[[ Material provided, beginning ]]

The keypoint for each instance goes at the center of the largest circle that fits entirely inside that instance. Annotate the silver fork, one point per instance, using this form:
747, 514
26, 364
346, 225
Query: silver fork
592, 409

[[ Material provided, end ]]
[[ Material provided, beginning ]]

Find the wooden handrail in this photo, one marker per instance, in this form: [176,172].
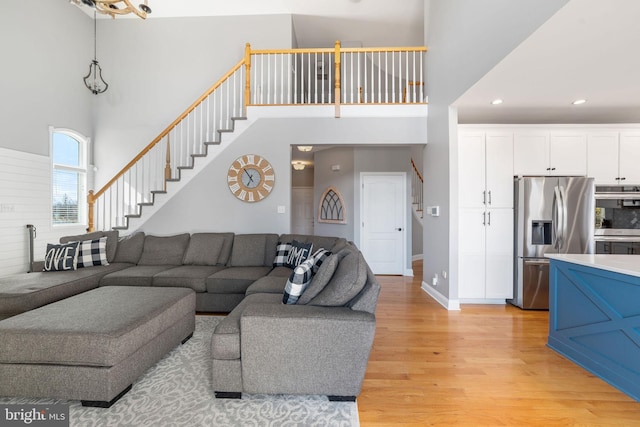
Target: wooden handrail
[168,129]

[[ Material provided, end ]]

[About this exercise]: Search the entries for "form" and copy out each line that has it.

[Exercise output]:
The keypoint for each instance goes at the center of the largest circle that fits entirely inside that instance. Annotate the silver fork, one point per instance, using this form:
Find the wooden handrail in this photo, one marker per instance, in this form: [176,172].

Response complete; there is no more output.